SOMMARIO RASSEGNA STAMPA
Ancora sulla tradizione e sul tradimento.

di Sandro Magister http://chiesa.espresso.repubblica.it/

Chi tradisce la tradizione. La grande disputa

ROMA, 5 maggio 2011 – Nell'omelia per la beatificazione di Karol Wojtyla, Benedetto XVI ha esaltato "la grande eredità del Concilio Vaticano II e del suo timoniere, il servo di Dio papa Paolo VI". Per subito dopo indicare nel beato Giovanni Paolo II il papa che volle "affidare questo grande patrimonio a tutti coloro che sono e saranno in futuro chiamati a realizzarlo": Karol Wojtyla beato. "Guarderanno colui che hanno trafitto"

L'immagine del "timoniere" applicata al Concilio è ricorrente, in Joseph Ratzinger. Un anno fa – in una sua memorabile catechesi del mercoledì dedicata a un'analisi della tempesta che ha accompagnato e seguito il Vaticano II – rese "grazie a Dio" per quei "timonieri saggi della barca di Pietro", Paolo VI e Giovanni Paolo II, che "da una parte hanno difeso la novità del Concilio e dall’altra, nello stesso tempo, hanno difeso l’unicità e la continuità della Chiesa, che è sempre Chiesa di peccatori e sempre luogo di grazia": Come pilotare la Chiesa nella tempesta. Una lezione

Novità e continuità della Chiesa. È questa la chiave di lettura del Concilio su cui Benedetto XVI insiste senza posa: come l'unica che possa dar ragione delle variazioni introdotte dal Vaticano II. È una "ermeneutica della riforma nella continuità" – parole di papa Ratzinger – che è rifiutata in blocco dai lefebvriani, ma che neppure soddisfa alcuni pensatori dell'area tradizionalista, sempre più delusi dall'attuale papa....

Uno dei punti sui quali il Concilio è caduto in errore, a giudizio di questi pensatori, è la libertà di religione affermata dalla dichiarazione "Dignitatis humanae". Il più schietto nel denunciare lo strappo è l'anziano e stimato teologo Brunero Gherardini. In un suo libro di pochi mesi fa dal titolo in latino "Quæcumque dixero vobis", scrive senza mezzi termini che la "Dignitatis humanae" ha "rinnegato" e "ribaltato" l'insegnamento dei precedenti papi. E non in "decisioni storiche" di tipo pratico, ma in materia di fede.

DATI INSERITI
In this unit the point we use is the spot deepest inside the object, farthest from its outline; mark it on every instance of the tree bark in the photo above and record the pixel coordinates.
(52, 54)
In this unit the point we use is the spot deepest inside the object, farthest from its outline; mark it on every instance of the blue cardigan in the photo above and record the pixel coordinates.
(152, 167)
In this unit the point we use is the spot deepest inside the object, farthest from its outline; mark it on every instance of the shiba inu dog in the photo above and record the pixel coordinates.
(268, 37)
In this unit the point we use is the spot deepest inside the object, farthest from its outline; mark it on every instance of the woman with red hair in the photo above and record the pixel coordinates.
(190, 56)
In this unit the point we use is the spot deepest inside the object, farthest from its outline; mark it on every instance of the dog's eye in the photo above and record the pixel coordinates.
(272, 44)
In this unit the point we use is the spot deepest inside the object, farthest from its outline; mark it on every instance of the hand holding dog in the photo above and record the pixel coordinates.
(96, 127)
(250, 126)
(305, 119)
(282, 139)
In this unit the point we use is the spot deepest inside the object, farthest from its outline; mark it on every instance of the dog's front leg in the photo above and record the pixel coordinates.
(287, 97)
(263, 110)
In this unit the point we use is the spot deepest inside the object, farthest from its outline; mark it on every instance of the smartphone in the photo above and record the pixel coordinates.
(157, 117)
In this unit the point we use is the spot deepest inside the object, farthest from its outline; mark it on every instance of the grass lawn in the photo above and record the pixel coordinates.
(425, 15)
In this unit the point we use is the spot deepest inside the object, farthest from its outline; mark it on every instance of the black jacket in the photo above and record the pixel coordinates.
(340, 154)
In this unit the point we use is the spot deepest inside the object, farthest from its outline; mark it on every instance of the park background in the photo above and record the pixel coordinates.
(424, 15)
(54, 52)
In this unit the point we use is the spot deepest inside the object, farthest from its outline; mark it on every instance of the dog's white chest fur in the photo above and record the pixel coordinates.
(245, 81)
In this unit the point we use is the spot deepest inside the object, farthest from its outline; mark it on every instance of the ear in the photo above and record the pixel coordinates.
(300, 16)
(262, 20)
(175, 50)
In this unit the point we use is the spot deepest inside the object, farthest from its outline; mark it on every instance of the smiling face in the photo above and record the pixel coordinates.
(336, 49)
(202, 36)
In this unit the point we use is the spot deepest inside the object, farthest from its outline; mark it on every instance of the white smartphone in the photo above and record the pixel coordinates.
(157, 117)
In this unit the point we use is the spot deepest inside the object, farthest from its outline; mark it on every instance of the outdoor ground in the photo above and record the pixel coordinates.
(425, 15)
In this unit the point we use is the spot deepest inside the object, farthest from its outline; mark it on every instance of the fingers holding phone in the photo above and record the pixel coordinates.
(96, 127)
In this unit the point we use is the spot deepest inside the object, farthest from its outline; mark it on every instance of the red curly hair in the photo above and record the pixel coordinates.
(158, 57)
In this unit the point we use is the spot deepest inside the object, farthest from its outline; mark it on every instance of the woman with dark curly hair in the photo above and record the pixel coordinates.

COSA FARE
Riscrivi il passo dell'articolo sulla disputa intorno alla tradizione che parte da "Novità e continuità" e arriva a "delusi dall'attuale papa....", mettendo "senza sosta" al posto di "senza posa".

RISPOSTA
Novità e continuità della Chiesa. È questa la chiave di lettura del Concilio su cui Benedetto XVI insiste senza sosta: come l'unica che possa dar ragione delle variazioni introdotte dal Vaticano II. È una "ermeneutica della riforma nella continuità" – parole di papa Ratzinger – che è rifiutata in blocco dai lefebvriani, ma che neppure soddisfa alcuni pensatori dell'area tradizionalista, sempre più delusi dall'attuale papa....